WHAT NEEDS TO BE DONE:
Copy out every line of the material below that contains the word "building".

SUPPLIED RECORDS:
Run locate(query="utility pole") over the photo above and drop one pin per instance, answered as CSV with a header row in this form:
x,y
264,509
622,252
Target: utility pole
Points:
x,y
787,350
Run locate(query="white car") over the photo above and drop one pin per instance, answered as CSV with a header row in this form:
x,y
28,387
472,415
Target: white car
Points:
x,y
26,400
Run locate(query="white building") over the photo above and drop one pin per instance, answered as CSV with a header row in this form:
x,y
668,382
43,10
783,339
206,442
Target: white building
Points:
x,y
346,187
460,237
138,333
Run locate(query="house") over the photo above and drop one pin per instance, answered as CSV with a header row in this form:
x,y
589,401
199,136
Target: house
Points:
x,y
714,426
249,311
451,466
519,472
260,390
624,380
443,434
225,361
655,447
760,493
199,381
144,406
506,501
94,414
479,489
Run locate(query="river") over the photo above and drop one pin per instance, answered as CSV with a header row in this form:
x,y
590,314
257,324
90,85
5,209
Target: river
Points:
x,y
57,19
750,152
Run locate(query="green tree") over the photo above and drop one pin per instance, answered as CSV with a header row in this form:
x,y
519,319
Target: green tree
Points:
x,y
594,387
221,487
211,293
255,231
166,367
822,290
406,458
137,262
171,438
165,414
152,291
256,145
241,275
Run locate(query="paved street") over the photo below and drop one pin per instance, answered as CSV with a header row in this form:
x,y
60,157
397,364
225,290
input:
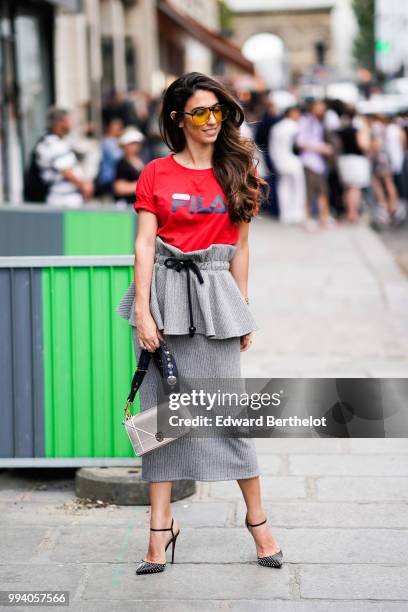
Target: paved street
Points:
x,y
332,304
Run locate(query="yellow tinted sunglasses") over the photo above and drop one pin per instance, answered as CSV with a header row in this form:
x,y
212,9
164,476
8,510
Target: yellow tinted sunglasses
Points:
x,y
202,114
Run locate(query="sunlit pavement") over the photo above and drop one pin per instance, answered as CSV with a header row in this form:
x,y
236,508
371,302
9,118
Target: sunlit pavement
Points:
x,y
328,304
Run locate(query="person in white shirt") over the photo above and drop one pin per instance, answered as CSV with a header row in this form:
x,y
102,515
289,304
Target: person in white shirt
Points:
x,y
58,163
291,182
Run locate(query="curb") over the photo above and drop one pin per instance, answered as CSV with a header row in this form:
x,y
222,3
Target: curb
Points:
x,y
123,486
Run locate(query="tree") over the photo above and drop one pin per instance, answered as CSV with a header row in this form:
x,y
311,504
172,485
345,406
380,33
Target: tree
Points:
x,y
364,42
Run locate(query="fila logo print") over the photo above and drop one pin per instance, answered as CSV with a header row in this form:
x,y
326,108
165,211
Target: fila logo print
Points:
x,y
196,203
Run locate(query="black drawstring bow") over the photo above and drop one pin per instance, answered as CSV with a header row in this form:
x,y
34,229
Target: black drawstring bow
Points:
x,y
177,264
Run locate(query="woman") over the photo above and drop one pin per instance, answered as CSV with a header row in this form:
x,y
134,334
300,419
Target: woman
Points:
x,y
383,183
291,183
129,167
353,163
197,203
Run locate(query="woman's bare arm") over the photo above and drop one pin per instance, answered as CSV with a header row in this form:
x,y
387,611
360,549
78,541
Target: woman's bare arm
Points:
x,y
239,267
143,270
240,262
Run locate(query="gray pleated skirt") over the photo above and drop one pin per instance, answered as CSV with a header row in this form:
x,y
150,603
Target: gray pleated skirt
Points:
x,y
221,316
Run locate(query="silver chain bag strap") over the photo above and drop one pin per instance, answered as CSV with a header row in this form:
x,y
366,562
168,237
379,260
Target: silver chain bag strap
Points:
x,y
142,428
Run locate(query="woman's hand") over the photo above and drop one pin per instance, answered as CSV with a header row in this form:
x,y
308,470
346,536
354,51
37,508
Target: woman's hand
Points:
x,y
147,332
246,342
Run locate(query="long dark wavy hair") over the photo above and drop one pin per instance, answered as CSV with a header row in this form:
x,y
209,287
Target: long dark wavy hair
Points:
x,y
234,163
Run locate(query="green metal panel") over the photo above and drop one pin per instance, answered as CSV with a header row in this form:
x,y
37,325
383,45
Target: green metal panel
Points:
x,y
98,233
88,361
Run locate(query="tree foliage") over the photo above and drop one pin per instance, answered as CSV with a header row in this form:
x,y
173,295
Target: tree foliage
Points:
x,y
364,42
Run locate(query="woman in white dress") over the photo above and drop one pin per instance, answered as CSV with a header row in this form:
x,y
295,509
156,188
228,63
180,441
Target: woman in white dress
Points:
x,y
291,183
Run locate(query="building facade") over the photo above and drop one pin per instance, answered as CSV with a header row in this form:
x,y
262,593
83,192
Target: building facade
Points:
x,y
308,34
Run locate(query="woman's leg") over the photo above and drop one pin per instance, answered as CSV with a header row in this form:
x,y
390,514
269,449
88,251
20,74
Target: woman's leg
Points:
x,y
160,518
265,542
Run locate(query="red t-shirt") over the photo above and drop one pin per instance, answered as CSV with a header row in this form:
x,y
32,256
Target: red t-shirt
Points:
x,y
190,205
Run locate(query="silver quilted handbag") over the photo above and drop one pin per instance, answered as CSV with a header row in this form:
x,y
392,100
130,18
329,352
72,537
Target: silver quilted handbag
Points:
x,y
142,428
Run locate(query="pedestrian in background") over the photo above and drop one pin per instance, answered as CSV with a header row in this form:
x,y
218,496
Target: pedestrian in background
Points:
x,y
291,176
58,164
111,153
129,167
353,164
314,152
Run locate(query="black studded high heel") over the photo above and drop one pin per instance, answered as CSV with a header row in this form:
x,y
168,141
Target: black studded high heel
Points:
x,y
275,560
147,567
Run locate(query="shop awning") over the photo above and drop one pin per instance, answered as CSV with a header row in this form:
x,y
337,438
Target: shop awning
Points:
x,y
214,41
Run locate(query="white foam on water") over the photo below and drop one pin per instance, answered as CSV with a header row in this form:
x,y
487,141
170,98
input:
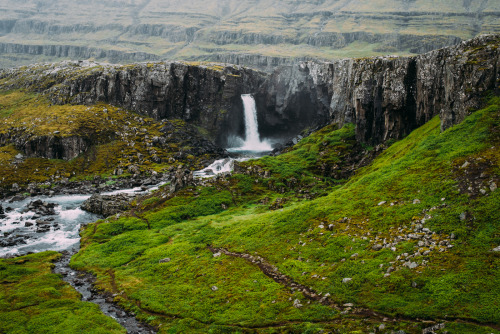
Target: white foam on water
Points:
x,y
71,214
217,167
252,142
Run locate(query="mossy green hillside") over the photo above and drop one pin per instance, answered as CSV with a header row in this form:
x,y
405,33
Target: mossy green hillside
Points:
x,y
34,300
438,181
117,139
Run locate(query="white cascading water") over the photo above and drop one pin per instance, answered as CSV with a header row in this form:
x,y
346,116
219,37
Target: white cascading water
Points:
x,y
251,146
252,140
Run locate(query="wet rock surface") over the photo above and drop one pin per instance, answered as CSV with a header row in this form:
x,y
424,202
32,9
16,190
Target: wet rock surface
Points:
x,y
386,97
107,205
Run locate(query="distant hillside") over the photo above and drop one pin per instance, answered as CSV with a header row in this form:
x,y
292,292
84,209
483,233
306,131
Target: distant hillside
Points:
x,y
259,32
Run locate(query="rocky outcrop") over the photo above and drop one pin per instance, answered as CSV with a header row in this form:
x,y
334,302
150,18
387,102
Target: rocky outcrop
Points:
x,y
107,205
204,95
386,97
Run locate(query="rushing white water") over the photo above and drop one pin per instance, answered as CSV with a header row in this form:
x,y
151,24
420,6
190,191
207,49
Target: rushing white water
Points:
x,y
252,141
28,231
251,147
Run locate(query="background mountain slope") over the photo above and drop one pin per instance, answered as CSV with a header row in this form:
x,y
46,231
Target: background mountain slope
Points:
x,y
232,31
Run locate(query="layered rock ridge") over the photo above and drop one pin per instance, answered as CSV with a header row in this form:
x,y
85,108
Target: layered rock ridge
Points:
x,y
386,97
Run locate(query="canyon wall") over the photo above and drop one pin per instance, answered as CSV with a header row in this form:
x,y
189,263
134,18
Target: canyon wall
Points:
x,y
386,97
205,95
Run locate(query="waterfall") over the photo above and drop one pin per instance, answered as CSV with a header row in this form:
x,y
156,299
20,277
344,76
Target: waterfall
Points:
x,y
252,141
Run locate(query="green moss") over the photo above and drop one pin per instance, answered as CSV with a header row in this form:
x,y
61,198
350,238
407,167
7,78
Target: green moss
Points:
x,y
456,283
33,300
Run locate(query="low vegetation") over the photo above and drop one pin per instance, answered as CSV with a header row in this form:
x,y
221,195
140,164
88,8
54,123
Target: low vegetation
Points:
x,y
34,300
409,237
118,141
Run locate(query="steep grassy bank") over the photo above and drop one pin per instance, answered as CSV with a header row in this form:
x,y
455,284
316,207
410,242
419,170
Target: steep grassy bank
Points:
x,y
33,300
251,33
409,237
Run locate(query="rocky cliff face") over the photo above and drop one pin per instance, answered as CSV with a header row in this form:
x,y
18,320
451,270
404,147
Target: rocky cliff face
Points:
x,y
207,96
386,97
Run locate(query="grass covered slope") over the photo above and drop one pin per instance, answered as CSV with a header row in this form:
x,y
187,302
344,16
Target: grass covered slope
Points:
x,y
33,300
154,29
408,237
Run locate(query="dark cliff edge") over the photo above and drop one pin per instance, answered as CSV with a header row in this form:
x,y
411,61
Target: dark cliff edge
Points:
x,y
205,95
386,97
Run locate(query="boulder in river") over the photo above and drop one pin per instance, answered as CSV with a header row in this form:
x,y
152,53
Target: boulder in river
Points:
x,y
107,205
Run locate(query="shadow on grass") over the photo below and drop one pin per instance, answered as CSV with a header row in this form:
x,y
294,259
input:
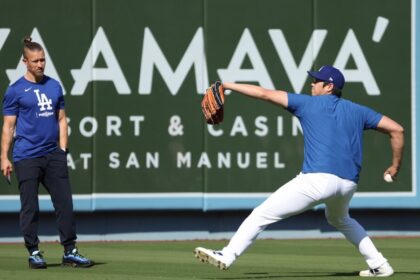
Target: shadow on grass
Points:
x,y
70,267
290,274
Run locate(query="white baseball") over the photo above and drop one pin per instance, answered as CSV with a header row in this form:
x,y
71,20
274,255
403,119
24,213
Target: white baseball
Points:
x,y
388,178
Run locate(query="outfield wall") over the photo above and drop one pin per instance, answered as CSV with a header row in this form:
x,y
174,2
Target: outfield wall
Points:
x,y
134,73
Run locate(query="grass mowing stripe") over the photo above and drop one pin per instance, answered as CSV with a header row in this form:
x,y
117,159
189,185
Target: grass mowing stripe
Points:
x,y
266,259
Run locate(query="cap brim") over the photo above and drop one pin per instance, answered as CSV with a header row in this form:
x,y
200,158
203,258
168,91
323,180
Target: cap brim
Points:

EXERCISE OUTPUT:
Run locate(query="white building") over the photo above and drop one pin per instance, answered as CSV with a header row in this form:
Target: white building
Run locate(query="building facade") over the photo above and drop one pin per instance, answered as CSV with a header row in this form:
Target: building facade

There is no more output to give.